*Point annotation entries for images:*
- - - - -
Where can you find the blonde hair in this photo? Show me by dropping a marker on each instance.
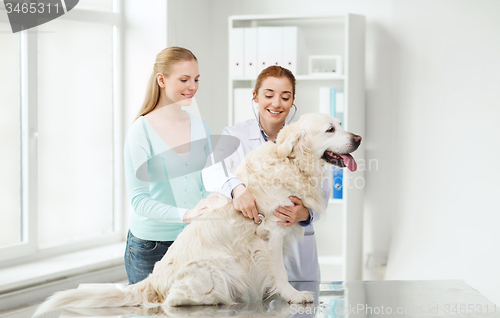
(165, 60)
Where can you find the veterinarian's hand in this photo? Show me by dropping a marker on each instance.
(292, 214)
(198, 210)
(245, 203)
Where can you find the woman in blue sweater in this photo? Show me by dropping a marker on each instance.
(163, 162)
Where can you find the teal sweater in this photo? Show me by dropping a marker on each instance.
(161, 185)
- - - - -
*Work to do:*
Scale every coordinate in the answers of the listing above by 2.15, rounding to whole numbers with halves going up, and write out all its lines again with the requests included. Leave the pictures out.

*Solution to the exercise:*
Where can you find the blonde hair in this photo? Show me by dropping a marker on each instance.
(355, 129)
Where can you find the veterinarian's hand in this photo? Show me by dropping a marker on each instance.
(628, 460)
(426, 452)
(527, 436)
Where can you find the woman in blue sweater in this photo? Show me by dropping a marker on each instance.
(350, 348)
Where can you find the teal sweater in this photo? Show me by dropping a marker on each instance.
(346, 398)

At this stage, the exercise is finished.